*** GIVEN TEXT
Fork the Vote: Does the Line Work?
The Premise
The client’s Stage 1 response:
“it’s a family voting app for Portland dining month - it does family-based voting which nobody else has, specific for Portland dining month. The user comes in, they can see the venues, they can search and sort and vote, and then we get the combined scoring so we can decide where to go to dinner. Hopefully takes just a couple minutes to sort through a hundred different restaurants and pick which ones you like.”
The real motivation came out in Stage 4: “I need it by this weekend so we can all vote and not get into family arguments.”
Six family members. Scattered across different locations. One month of Portland restaurant events. A 48-hour deadline. Zero budget.
What came out the other end: a deployed web application. Scraped restaurant data from the PDX Dining Month site. Per-user voting with a combined scorecard. Cloudflare Pages, free tier, no backend to maintain. Two builds - one that failed, one that worked.
No human wrote a line of application code. The client’s only input was a 15-minute conversation.
The Real Experiment
The question was never “can we build a voting app.” Voting apps are not interesting.
******
▶ WRITTEN INSTRUCTION 1
Gather every line in the listing below that contains the string "white". Case matters.
*** PROVIDED ENTRIES
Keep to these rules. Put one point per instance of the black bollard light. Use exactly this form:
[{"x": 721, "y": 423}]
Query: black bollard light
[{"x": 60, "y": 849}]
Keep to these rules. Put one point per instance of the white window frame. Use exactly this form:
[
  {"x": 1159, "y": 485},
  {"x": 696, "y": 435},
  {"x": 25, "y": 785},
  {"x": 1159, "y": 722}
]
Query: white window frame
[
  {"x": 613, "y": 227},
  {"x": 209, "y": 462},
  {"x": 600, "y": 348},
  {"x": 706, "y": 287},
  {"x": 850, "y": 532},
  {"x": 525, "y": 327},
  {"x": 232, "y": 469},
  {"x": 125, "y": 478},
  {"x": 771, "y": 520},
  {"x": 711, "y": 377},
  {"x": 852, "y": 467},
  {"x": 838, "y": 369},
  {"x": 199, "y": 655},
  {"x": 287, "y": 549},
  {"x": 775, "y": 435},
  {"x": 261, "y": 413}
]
******
*** PROVIDED ENTRIES
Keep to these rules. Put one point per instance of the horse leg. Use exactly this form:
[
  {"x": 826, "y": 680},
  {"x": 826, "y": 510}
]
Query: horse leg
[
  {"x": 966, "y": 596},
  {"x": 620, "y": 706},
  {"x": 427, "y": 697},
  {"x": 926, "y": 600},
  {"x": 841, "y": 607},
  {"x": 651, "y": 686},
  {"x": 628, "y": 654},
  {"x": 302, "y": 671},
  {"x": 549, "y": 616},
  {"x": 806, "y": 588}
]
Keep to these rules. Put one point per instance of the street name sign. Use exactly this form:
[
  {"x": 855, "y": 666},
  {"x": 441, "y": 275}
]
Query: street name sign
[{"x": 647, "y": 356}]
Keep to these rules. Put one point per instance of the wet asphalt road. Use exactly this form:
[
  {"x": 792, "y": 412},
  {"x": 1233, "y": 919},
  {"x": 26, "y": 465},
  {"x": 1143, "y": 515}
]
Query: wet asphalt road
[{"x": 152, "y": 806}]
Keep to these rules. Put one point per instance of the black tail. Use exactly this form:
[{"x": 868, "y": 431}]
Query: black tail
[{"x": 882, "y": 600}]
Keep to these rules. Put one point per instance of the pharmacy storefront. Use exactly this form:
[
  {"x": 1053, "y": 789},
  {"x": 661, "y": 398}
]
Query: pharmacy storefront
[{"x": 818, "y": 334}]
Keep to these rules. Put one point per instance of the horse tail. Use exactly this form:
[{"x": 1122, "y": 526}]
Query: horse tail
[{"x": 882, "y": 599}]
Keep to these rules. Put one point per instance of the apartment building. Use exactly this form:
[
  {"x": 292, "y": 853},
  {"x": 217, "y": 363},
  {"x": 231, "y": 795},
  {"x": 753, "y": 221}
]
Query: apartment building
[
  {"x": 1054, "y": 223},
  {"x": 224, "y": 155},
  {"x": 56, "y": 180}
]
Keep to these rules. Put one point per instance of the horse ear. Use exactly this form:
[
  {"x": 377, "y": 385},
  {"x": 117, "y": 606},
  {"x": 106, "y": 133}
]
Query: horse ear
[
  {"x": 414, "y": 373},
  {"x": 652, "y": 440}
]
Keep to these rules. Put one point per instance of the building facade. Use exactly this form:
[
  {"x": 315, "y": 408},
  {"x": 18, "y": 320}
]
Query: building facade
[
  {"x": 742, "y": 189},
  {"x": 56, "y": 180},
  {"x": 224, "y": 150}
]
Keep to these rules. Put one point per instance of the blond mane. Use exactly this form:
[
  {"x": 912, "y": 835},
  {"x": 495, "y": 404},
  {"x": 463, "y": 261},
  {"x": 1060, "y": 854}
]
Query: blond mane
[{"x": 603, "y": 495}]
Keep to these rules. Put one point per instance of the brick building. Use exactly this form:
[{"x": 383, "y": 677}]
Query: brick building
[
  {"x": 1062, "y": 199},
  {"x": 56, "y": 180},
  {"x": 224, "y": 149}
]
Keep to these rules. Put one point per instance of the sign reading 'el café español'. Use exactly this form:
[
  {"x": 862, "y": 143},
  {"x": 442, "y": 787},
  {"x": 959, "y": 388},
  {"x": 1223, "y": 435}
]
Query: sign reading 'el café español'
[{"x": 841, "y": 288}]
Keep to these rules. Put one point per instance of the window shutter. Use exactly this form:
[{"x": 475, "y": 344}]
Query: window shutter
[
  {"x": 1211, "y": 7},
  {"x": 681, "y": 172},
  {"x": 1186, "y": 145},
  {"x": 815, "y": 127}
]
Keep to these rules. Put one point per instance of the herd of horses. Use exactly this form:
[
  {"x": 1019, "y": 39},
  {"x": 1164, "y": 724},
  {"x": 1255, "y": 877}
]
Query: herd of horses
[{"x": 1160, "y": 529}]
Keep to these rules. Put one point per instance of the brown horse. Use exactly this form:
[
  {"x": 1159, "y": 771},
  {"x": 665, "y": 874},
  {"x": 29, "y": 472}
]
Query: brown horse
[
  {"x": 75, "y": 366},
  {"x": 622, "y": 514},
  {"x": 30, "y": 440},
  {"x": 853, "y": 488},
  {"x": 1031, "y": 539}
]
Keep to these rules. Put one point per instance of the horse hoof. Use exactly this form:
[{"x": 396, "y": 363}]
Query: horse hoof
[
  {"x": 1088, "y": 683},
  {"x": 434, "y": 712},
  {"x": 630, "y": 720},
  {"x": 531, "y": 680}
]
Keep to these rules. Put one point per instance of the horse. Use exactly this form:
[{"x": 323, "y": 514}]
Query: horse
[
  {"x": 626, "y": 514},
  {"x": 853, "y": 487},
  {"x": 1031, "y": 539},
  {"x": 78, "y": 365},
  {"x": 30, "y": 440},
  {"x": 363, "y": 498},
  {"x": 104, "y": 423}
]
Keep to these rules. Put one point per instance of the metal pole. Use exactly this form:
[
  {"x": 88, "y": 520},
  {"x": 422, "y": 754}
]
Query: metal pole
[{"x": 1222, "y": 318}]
******
▶ WRITTEN INSTRUCTION 2
Please carry on the piece about the family voting app for Portland dining month, picking up after its last sentence.

▶ EXPECTED OUTPUT 1
Keep to these rules. Put one point per instance of the white window frame. Use exactly this form:
Query: white window frame

▶ EXPECTED OUTPUT 2
The question was: can a person describe what they want out loud, with no brief, no spec, no wireframes - just a conversation - and have a deployed web application come out the other end?
That is the experiment. Fork the Vote was the test case.
The Throughline Interview ran: seven stages, voice transcription, structured intake. When the interview completed, a generation pipeline produced a config manifest, architecture document, workflow plan, database schema, UI mockups, code packet, and consistency audit. A build agent took those documents and deployed a working application to Cloudflare Pages.
The experiment asked: does the line work?
How It Works
The interview. Seven stages covering product definition, users, blast radius, 1.0 scope, process contract, technical constraints, and quality policy. The client spoke. The interviewer extracted. When the client said “I need it by this weekend so we can all vote and not get into family arguments,” that deadline and that motivation went directly into the config manifest.
The pipeline. Architecture resolves ambiguities first. Workflow is produced from the finalized architecture. Code packet implements the finalized workflow. One authoritative chain of decisions - no parallel re-interpretation of the same source transcript.
The first build failed. Frontend didn’t render: a Tailwind CDN script leaked into the visible DOM as raw text. The API was fully functional. Zero users could see it. Five of six user names were placeholders - the interview captured “six people” but never asked who they were. Member2 through Member6 in the database. No real person logs in as Member5.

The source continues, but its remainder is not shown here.